Reading passage —
August 03, 2022
The Phillies approached the trade deadline in need of fielding, bullpen depth, and a middle of the rotation starter.
Did they make the biggest splash of the deadline? No. That honor goes to the Padres for landing Josh Hader, Juan Soto AND Josh Bell.
But the Phils are a bit better than they were yesterday – you know, before they got trounced by the Braves 13-1 – and with Jean Segura and Bryce Harper working their way back, the postseason should very much be within reach.
"I think we're in a position where we really shape up to be a good club," team president Dave Dombrowski said following the 6 p.m. ET deadline on Tuesday. "But you have to go play hard every single day and continue to battle. We've been doing that and I anticipate that we'll continue to do that."
So how did the Phillies ultimately grade out? Let's take a look...
The Phillies did pretty well for themselves. They improved their roster and did so without having to give up any of their major prospects.
But they could've done better and didn't make up much ground on the Braves or even the Cardinals, who are battling them for the third and final NL Wild Card spot.
The Phillies traded from the tier of prospects below their anointed troika of young right-handers to fill in some roster gaps. Syndergaard isn’t the pitcher he was five years ago, but the Phillies have money to burn and a Zach Eflin–shaped hole in the rotation, so he should be useful. Robertson is a reliable reliever for a team in need of quality innings—his first injury-plagued stint with the Phillies is about the only period in the past 14 years in which he wasn’t a very good eighth-inning guy or closer. The Marsh trade makes more sense knowing what came later—Odúbel Herrera was DFA’d minutes after news of Marsh’s arrival broke, and Moniak later went to the Angels in the Syndergaard deal. Marsh is only a career .239/.299/.354 hitter and just 18 months removed from being a global top-50 prospect. He doesn’t have to be much better to represent an upgrade on Herrera. (His defense is already superior to Herrera’s.)
The Phillies did pretty well, and didn’t give up any prospects with which they’ll regret parting. But if anything, they lost ground to the Braves and Cardinals. A bigger upgrade in the rotation or center field would’ve been nice. (Could the Phillies have somehow hijacked both ends of the Bader-Montgomery trade? No, of course not, they’re not the Pirates.) Particularly because if the Mariners’ acquisition of Castillo pays off, guess which team will suddenly own the longest playoff drought in MLB? [The Ringer]
There's what the Phillies did Tuesday and then what the Padres' blockbuster trade did for them. Soto and Bell are both out of the NL East now, and the Phils have 11 games left to play against a completely gutted Nationals squad, the most out of any team in the NL Wild Card hunt – The Cardinals, for example, only have four games against Washington.
Advantage Phillies and disadvantage Cardinals and Giants. Any team can beat any other team on any day in this game, but if I were fighting for a postseason spot, I know I'd feel better if I had 11 -- 11! -- games remaining against a rebuilding team that just traded its two best hitters and is presumably checked out for the season.

Instruction —
Copy everything in the piece on the Phillies' trade deadline from "Did they make" down to "take a look...", changing "trounced" to "routed".

Information provided —
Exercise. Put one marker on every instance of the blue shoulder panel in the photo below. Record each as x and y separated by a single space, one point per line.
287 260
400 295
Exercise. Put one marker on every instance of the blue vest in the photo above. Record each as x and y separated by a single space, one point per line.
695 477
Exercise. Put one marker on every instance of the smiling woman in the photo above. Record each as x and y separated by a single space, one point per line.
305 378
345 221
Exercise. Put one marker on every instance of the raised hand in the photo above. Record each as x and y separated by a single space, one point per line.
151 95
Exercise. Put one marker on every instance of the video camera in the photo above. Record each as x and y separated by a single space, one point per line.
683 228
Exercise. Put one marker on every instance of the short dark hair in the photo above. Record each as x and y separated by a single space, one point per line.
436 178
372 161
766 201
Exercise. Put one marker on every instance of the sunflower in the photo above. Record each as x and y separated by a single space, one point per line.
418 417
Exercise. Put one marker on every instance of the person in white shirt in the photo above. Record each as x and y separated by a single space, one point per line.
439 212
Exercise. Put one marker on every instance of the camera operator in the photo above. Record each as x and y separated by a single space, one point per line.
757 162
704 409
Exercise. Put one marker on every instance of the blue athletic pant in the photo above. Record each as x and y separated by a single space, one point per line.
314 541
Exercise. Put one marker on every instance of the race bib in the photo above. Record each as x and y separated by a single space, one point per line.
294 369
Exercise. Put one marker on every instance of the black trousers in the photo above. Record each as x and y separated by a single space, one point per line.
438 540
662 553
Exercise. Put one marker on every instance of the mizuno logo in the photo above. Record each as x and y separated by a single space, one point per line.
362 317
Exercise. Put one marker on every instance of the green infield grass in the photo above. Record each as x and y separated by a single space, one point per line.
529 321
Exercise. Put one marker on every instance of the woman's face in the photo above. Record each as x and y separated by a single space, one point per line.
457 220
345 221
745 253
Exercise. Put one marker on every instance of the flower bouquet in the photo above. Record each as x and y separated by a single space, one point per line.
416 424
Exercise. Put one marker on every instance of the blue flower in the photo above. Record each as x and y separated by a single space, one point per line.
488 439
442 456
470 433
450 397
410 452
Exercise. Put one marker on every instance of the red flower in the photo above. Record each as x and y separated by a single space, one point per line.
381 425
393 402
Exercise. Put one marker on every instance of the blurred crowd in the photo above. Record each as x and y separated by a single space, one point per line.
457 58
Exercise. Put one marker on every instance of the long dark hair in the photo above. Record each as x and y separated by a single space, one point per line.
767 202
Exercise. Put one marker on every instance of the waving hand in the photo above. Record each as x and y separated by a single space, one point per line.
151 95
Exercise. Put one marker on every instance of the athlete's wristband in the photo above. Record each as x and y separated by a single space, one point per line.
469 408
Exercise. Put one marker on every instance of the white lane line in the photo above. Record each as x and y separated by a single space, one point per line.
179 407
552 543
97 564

Answer to the problem —
Did they make the biggest splash of the deadline? No. That honor goes to the Padres for landing Josh Hader, Juan Soto AND Josh Bell.
But the Phils are a bit better than they were yesterday – you know, before they got routed by the Braves 13-1 – and with Jean Segura and Bryce Harper working their way back, the postseason should very much be within reach.
"I think we're in a position where we really shape up to be a good club," team president Dave Dombrowski said following the 6 p.m. ET deadline on Tuesday. "But you have to go play hard every single day and continue to battle. We've been doing that and I anticipate that we'll continue to do that."
So how did the Phillies ultimately grade out? Let's take a look...